(Location identification rows)
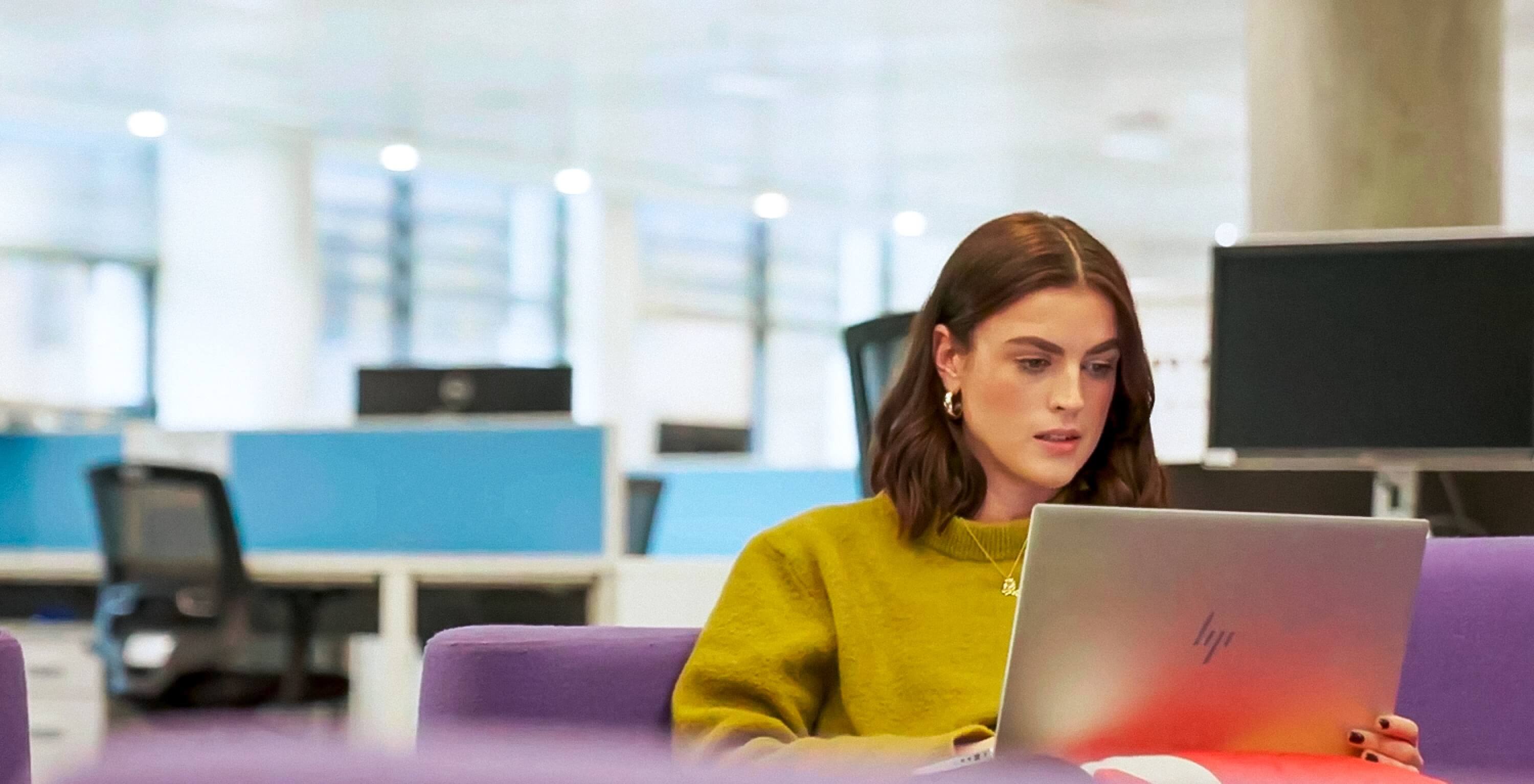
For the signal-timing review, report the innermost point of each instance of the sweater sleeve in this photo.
(760, 674)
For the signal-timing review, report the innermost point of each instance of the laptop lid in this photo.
(1156, 631)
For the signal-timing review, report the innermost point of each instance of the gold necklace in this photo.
(1008, 582)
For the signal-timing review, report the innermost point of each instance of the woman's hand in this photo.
(978, 746)
(1390, 742)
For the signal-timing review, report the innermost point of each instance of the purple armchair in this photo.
(554, 674)
(1469, 679)
(16, 752)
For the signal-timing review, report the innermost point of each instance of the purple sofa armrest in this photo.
(16, 758)
(608, 676)
(1469, 676)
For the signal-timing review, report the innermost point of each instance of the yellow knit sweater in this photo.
(838, 640)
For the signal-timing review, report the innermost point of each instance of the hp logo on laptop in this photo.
(1212, 639)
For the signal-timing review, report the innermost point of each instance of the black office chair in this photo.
(174, 567)
(875, 350)
(645, 496)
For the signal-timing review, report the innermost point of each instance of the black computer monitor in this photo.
(1387, 345)
(468, 390)
(703, 440)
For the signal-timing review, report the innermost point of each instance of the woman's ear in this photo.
(947, 356)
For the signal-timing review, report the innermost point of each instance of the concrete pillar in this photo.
(1375, 114)
(241, 292)
(603, 309)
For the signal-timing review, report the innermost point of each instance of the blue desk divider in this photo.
(714, 512)
(45, 501)
(471, 490)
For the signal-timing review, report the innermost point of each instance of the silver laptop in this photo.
(1156, 631)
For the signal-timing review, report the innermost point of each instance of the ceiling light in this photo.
(771, 206)
(909, 223)
(399, 158)
(1226, 234)
(573, 181)
(146, 125)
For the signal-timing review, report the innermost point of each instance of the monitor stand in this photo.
(1396, 492)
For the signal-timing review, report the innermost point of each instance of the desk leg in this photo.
(401, 657)
(602, 601)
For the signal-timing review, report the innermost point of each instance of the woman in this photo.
(881, 628)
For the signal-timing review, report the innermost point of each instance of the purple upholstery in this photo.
(255, 754)
(16, 754)
(1469, 679)
(562, 674)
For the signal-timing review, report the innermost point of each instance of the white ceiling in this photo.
(1125, 114)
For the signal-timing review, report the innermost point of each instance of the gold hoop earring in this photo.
(953, 406)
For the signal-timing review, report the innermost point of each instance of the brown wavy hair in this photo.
(919, 458)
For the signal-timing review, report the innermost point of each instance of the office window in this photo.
(77, 247)
(473, 293)
(695, 353)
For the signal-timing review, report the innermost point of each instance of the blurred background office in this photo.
(217, 217)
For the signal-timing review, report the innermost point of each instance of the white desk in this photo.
(396, 578)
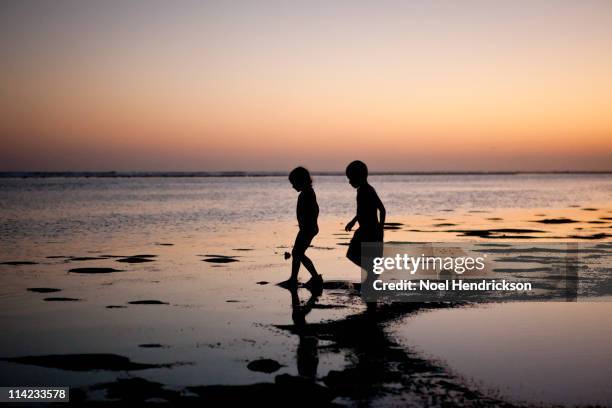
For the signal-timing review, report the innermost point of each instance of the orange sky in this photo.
(415, 86)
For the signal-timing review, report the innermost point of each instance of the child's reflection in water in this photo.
(307, 351)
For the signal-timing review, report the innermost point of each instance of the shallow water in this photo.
(251, 218)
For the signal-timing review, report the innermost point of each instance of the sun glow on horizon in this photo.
(265, 85)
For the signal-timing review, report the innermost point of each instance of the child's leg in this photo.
(299, 247)
(309, 266)
(302, 242)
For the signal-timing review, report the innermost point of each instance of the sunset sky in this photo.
(267, 85)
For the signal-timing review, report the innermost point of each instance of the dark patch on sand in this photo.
(136, 391)
(134, 259)
(264, 365)
(220, 260)
(498, 233)
(16, 263)
(148, 302)
(61, 299)
(43, 290)
(85, 258)
(286, 390)
(84, 362)
(556, 221)
(94, 270)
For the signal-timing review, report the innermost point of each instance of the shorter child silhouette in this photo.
(368, 205)
(307, 212)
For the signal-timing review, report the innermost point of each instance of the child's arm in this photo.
(381, 208)
(350, 224)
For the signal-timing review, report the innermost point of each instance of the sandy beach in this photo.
(191, 313)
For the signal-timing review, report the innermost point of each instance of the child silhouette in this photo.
(307, 212)
(368, 205)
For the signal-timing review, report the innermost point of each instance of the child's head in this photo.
(300, 178)
(357, 173)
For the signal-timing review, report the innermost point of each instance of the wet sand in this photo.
(199, 319)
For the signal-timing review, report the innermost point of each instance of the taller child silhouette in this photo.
(368, 208)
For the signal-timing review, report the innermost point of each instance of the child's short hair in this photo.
(300, 176)
(357, 170)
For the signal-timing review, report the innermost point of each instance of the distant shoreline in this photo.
(144, 174)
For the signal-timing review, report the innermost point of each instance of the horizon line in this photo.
(241, 173)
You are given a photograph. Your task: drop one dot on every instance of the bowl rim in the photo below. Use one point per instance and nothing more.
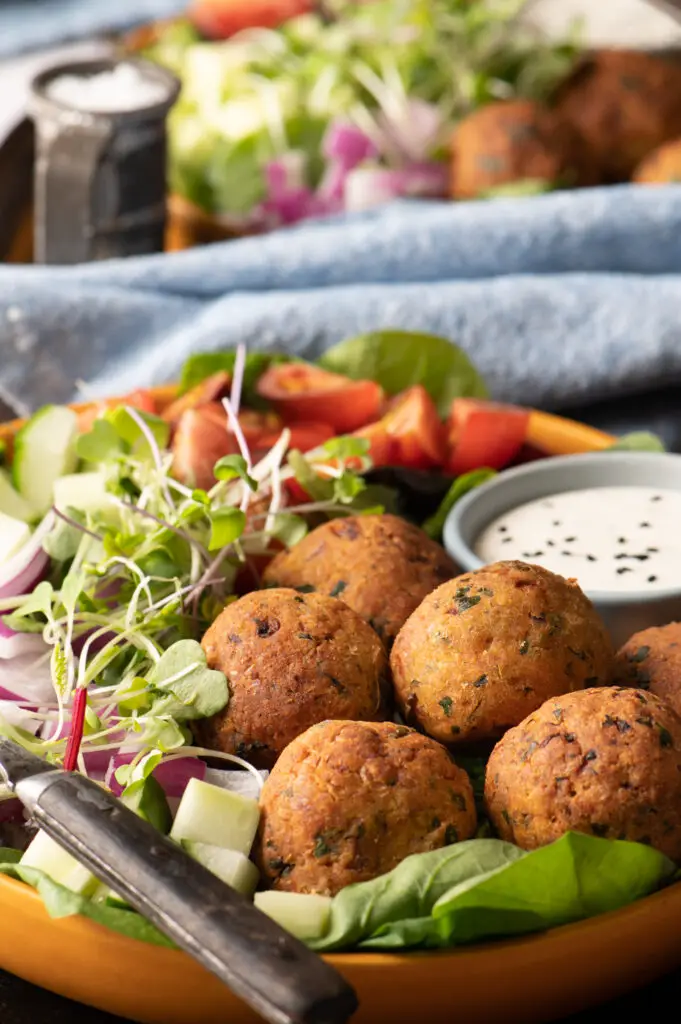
(464, 555)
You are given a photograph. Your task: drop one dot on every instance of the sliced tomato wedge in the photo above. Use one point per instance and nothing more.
(410, 434)
(302, 393)
(200, 440)
(221, 18)
(484, 433)
(141, 399)
(215, 386)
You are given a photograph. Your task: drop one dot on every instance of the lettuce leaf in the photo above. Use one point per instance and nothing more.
(484, 889)
(397, 359)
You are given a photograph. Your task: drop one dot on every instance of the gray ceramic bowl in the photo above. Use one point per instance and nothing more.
(624, 613)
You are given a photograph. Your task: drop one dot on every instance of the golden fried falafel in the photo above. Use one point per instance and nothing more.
(661, 167)
(485, 649)
(348, 801)
(625, 103)
(651, 660)
(380, 565)
(291, 659)
(605, 762)
(512, 140)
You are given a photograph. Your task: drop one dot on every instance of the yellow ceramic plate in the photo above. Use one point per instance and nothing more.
(527, 980)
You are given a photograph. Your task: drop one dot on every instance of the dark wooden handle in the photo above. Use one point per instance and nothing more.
(279, 976)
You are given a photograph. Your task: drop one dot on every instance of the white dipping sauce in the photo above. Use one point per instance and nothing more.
(608, 539)
(122, 88)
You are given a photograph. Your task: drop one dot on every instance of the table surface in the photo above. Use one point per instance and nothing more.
(23, 1004)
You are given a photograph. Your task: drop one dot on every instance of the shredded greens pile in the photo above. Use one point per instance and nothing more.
(399, 72)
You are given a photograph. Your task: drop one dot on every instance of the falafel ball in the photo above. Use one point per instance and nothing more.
(485, 649)
(291, 659)
(605, 762)
(651, 660)
(348, 801)
(513, 140)
(625, 103)
(661, 167)
(380, 565)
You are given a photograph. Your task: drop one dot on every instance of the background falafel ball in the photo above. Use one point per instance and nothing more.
(663, 166)
(291, 659)
(512, 140)
(380, 565)
(625, 103)
(651, 660)
(348, 801)
(605, 762)
(485, 649)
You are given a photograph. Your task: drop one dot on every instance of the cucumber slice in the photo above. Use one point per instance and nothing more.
(235, 869)
(303, 914)
(47, 856)
(85, 492)
(13, 535)
(44, 451)
(103, 894)
(11, 502)
(209, 814)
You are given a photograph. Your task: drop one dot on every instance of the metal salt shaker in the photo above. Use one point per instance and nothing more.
(99, 177)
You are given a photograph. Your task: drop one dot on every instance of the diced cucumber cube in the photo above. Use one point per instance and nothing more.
(11, 502)
(13, 535)
(44, 451)
(209, 814)
(305, 915)
(47, 856)
(235, 869)
(85, 492)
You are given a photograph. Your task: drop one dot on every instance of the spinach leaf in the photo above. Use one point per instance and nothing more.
(60, 902)
(397, 359)
(484, 889)
(204, 365)
(411, 891)
(639, 440)
(183, 685)
(468, 481)
(575, 878)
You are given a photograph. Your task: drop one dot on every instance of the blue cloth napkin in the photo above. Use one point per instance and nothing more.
(28, 25)
(558, 299)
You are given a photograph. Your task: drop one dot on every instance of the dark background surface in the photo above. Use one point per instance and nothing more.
(23, 1004)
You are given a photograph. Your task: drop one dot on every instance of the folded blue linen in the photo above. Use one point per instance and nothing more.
(30, 25)
(558, 299)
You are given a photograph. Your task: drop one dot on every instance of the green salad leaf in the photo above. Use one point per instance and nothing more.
(186, 688)
(467, 481)
(204, 365)
(61, 902)
(639, 440)
(397, 359)
(484, 888)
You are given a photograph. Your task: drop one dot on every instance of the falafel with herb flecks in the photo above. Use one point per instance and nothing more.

== To do ==
Revise the rows starting at the line containing "armchair in this photo." and ending with the line containing "(1125, 114)", changing "signal-timing review" to "layout audit" and leaving all else as it is.

== Problem solution ==
For the layout audit, report the innermost point of each instance of the purple armchair in this photo.
(554, 674)
(1469, 679)
(16, 752)
For the layout audit, report the innermost point of each instance of the purple sofa armrest in this photo.
(16, 758)
(608, 676)
(1469, 676)
For the layout audit, report the innermost point of each instance of the yellow knit sweater in this photo.
(838, 640)
For the layout audit, report the innermost point of each instance of the hp logo on laptop in this photo.
(1212, 639)
For the layout audit, report the innermost point of each instance of the black office chair in this photo.
(174, 567)
(875, 350)
(645, 496)
For the layout audit, report the innermost point of each instance of the black computer monitor in this photo.
(1387, 345)
(468, 390)
(703, 440)
For the layout audit, report the innermost point of each instance of the woman's ear in this photo.
(947, 356)
For the layout audit, report the innermost point of each instance of the concrete pillar in this photo.
(1375, 114)
(241, 292)
(603, 309)
For the layout audit, report the innermost point of each instance of the blue desk divider in this photo.
(714, 512)
(45, 501)
(471, 490)
For the layout audit, report the innermost point of each instance of the silver laptop in this photo.
(1156, 631)
For the layout audit, report the innermost point of each instance of the ceiling light in this photo.
(771, 206)
(909, 223)
(399, 158)
(1226, 234)
(573, 181)
(146, 125)
For the layout audit, report the innermost point of each instance of the monitor stand in this photo.
(1396, 492)
For the layout audit, report the innermost point of each instance of the desk leg in this photo.
(401, 657)
(602, 601)
For the layout audit, report the innermost point of each instance of the woman in this photo.
(881, 628)
For the layout audit, report the innermost point of each instance of the purple upholstery in this photo.
(255, 754)
(16, 754)
(1469, 679)
(562, 674)
For the layout audit, report the innermost point of each instance of the white ceiling in this photo.
(1125, 114)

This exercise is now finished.